Oleh : Bagas Pardana Siregar – Mahasiswa Fakultas Hukum Universitas Lampung
Tepat 5 (lima) hari yang lalu yaitu tanggal 1 Juni 2020, Pancasila genap berusia 75 (tujuh puluh lima) tahun. Usia yang tidak lagi dikatakan muda, dengan segala kisah perjuangan hebat yang pernah dilalui bersama segenap elemen bangsa Indonesia. Sebagai sebuah konsep yang lahir dari cerminan kepribadian bangsa, Pancasila hadir guna mendasari berbagai tindak-tanduk masyarakat Indonesia, tidak terkecuali Pemerintah dalam kehidupan bermasyarakat, berbangsa, dan bernegara.

**Latihan Tertulis**
Jawab tiga pertanyaan ini berdasarkan teks tentang Pancasila:
1. Siapa penulisnya, dan di fakultas serta universitas mana penulis itu kuliah?
2. Pada tanggal berapa Pancasila genap berusia 75 tahun?
3. Menurut teks, apa yang didasari oleh kehadiran Pancasila?
Data di bawah ini tidak berhubungan dengan teks tentang Pancasila.

**Bagian Data**
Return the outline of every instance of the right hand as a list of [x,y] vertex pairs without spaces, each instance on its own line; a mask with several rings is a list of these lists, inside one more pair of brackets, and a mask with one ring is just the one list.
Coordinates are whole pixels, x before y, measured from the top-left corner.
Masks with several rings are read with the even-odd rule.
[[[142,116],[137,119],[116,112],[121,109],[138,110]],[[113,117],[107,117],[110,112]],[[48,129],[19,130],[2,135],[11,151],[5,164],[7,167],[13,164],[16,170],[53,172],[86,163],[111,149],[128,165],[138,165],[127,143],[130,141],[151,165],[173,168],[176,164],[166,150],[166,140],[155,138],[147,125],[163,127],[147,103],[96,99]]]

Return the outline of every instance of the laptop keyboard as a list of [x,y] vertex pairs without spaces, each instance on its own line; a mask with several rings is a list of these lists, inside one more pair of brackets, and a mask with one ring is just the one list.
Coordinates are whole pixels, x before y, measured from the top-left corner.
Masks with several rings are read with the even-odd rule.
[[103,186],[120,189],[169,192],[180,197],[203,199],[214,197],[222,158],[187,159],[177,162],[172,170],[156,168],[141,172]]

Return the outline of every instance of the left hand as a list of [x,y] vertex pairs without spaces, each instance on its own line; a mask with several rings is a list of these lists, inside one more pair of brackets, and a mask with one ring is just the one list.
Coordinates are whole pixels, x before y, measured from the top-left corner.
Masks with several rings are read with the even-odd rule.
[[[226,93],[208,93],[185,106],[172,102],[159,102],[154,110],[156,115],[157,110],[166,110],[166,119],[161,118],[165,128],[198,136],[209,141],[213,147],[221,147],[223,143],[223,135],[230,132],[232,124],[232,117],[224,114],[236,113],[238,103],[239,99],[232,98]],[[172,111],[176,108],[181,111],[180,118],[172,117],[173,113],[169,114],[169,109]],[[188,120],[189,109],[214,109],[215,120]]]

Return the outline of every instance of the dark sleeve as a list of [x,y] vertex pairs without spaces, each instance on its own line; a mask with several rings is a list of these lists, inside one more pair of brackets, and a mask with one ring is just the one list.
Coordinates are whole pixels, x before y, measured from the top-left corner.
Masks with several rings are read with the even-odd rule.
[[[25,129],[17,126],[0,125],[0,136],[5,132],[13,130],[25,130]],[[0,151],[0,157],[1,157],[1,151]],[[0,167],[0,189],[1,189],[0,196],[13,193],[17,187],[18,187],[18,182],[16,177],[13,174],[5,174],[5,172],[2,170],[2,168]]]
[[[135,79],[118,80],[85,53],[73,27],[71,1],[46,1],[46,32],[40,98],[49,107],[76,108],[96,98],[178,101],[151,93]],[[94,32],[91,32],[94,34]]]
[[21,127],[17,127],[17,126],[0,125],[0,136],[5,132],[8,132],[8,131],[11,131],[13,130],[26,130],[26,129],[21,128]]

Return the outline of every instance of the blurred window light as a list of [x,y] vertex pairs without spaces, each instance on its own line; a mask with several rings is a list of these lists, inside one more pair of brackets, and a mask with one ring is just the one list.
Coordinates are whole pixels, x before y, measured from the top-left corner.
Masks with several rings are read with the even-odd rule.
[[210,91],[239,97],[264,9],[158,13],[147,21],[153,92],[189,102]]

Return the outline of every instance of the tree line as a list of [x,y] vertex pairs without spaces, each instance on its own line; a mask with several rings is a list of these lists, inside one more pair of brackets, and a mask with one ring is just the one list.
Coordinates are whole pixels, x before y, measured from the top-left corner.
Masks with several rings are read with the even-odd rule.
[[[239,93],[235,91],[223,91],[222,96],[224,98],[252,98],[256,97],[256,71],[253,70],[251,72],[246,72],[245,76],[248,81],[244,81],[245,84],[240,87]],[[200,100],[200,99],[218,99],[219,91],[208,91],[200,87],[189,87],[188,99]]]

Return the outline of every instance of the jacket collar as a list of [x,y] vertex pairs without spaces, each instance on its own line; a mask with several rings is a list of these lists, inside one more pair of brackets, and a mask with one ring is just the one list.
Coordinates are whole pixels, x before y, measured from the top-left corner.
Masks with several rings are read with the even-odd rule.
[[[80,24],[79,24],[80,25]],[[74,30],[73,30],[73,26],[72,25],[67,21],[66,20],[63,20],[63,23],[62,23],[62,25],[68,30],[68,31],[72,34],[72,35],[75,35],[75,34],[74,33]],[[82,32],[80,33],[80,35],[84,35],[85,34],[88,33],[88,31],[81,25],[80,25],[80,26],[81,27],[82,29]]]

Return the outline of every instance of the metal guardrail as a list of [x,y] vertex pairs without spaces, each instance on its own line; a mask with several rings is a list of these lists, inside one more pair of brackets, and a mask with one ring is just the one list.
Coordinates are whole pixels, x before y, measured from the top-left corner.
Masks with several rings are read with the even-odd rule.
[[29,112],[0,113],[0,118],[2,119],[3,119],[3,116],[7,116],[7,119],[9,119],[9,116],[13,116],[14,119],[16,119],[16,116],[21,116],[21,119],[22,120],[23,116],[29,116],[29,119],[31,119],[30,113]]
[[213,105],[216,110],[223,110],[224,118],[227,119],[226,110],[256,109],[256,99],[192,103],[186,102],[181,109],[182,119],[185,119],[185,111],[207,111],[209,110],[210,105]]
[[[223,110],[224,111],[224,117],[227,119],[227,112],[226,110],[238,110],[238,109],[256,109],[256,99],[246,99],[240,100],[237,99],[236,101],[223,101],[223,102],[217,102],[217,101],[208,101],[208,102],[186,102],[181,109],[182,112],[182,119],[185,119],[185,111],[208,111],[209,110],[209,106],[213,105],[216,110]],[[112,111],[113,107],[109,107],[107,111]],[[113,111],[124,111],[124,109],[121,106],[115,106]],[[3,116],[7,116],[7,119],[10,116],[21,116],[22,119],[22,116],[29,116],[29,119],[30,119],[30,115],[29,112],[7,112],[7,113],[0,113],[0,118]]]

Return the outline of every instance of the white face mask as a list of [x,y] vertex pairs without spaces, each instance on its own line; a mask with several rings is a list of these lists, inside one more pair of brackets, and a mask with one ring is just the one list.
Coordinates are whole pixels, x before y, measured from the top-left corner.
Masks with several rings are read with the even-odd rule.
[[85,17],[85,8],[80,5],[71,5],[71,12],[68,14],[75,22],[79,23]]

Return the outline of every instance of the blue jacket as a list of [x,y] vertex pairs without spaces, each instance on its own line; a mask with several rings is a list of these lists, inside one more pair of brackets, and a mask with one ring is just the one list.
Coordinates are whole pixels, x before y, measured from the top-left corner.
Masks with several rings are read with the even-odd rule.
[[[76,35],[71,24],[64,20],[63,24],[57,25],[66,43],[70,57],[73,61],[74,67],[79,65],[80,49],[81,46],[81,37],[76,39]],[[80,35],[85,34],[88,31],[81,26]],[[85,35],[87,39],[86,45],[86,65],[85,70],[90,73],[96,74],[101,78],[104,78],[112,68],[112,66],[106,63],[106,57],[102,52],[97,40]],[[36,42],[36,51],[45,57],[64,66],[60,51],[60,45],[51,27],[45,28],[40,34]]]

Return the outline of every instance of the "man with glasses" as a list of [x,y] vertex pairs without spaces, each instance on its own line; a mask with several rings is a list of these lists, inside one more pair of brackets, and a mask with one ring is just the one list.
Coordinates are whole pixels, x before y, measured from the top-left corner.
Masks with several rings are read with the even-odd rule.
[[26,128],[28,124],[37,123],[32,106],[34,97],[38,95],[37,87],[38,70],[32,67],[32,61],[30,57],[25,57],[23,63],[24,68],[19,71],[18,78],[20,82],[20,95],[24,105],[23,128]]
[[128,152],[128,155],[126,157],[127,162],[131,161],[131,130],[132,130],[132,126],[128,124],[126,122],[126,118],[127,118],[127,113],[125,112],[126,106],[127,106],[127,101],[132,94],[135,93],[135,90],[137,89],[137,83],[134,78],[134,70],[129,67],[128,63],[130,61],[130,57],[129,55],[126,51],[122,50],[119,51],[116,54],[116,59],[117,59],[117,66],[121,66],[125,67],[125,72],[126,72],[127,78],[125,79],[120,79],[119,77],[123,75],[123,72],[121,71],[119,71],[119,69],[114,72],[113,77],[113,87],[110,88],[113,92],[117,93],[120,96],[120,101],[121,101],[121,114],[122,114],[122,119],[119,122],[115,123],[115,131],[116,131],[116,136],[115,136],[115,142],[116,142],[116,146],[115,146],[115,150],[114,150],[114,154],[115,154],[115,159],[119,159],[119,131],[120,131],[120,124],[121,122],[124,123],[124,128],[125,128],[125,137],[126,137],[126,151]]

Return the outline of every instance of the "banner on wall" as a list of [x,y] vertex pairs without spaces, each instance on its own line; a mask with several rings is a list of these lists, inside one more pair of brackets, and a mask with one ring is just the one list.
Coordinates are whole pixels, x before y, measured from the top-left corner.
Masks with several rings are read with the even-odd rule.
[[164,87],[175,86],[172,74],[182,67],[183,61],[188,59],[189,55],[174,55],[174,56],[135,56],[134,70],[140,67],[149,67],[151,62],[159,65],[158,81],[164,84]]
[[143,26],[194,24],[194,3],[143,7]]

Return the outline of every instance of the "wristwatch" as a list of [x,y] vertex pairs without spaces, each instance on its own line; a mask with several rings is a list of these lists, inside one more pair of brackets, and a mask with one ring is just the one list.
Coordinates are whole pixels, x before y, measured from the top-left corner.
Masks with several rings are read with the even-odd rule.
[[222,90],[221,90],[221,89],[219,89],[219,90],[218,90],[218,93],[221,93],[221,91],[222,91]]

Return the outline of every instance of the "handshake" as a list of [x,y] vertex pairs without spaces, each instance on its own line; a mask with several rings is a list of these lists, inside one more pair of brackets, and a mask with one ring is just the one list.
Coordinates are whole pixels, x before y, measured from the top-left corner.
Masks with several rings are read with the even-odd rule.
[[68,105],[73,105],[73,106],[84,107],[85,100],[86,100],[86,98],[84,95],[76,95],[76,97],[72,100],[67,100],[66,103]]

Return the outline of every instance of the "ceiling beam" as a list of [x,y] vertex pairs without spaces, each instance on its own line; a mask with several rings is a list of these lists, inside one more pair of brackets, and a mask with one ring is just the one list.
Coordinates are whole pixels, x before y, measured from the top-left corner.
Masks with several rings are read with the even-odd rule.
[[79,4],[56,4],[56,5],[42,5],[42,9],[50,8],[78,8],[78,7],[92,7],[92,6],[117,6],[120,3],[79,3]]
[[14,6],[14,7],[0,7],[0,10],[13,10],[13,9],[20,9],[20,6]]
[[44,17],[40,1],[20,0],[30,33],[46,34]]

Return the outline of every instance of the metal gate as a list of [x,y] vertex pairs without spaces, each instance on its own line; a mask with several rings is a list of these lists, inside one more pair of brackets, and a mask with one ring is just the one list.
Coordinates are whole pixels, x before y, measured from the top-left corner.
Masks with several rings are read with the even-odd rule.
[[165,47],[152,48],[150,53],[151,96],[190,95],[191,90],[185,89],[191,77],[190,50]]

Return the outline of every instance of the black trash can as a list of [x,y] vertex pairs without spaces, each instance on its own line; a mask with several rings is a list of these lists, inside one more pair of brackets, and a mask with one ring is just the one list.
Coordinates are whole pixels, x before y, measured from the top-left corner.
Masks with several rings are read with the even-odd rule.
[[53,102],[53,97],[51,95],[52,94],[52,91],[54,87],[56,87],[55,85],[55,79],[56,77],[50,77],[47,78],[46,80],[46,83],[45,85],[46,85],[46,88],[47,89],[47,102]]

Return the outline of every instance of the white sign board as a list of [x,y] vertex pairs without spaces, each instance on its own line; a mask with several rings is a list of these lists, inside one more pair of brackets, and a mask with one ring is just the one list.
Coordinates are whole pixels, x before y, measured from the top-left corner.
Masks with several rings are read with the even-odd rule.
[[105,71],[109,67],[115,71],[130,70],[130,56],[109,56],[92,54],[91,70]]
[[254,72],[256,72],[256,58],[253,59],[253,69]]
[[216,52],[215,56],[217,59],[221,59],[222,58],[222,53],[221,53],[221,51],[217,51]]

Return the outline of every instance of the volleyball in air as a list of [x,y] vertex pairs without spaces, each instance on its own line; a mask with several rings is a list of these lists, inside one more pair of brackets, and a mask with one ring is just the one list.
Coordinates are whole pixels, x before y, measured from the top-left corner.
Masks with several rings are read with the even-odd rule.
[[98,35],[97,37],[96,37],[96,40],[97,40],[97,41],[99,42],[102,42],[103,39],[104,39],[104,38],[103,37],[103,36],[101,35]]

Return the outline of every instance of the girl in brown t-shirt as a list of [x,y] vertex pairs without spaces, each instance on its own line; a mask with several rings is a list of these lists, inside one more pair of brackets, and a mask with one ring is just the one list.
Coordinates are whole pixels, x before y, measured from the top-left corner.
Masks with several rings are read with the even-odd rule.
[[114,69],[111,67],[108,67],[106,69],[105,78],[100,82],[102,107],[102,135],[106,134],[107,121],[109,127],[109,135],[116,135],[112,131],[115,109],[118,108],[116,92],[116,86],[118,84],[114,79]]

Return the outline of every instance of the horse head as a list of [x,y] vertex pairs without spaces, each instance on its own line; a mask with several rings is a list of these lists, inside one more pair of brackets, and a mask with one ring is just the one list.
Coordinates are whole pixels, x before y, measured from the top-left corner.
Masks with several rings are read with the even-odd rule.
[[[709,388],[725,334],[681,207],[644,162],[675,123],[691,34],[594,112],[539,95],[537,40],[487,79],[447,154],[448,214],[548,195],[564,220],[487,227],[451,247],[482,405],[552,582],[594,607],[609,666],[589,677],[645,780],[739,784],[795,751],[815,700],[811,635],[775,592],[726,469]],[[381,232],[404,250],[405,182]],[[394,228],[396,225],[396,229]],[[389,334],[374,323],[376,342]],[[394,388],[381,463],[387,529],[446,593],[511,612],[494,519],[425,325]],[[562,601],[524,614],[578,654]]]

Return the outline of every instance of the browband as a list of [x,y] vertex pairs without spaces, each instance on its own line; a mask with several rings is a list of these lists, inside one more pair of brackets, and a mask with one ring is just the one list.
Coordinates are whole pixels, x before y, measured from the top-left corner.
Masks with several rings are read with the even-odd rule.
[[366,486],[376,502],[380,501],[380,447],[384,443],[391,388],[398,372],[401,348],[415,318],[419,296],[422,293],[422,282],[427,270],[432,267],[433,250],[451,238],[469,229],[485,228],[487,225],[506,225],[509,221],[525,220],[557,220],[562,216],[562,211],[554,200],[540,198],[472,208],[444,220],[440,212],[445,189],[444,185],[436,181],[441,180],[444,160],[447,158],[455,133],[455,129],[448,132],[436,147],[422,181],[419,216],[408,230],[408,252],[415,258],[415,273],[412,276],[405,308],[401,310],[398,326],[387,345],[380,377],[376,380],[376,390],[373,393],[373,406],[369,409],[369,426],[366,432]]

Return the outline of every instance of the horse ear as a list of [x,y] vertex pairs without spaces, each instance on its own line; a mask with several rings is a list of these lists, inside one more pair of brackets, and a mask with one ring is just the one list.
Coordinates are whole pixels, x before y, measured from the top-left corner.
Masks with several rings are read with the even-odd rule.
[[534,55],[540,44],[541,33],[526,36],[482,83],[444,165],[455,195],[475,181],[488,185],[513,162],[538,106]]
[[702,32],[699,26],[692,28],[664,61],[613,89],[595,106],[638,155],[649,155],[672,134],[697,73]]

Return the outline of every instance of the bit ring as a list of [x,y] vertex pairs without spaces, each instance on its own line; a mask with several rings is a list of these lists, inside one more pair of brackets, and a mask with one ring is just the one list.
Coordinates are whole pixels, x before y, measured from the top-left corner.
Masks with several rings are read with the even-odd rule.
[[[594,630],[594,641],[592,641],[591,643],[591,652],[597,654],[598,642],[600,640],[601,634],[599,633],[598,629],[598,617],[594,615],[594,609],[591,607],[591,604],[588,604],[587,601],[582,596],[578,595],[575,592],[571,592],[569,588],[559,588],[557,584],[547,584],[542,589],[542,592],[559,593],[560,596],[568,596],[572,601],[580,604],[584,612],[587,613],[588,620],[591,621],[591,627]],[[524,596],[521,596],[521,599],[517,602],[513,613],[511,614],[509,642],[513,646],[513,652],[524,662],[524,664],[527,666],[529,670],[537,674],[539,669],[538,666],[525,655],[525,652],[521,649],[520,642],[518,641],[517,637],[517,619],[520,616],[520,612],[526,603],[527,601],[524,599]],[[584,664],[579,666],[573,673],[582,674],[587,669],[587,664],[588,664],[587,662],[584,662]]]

**Jawaban Lengkap**
1. Bagas Pardana Siregar, mahasiswa Fakultas Hukum Universitas Lampung.
2. Tanggal 1 Juni 2020.
3. Berbagai tindak-tanduk masyarakat Indonesia, termasuk Pemerintah, dalam kehidupan bermasyarakat, berbangsa, dan bernegara.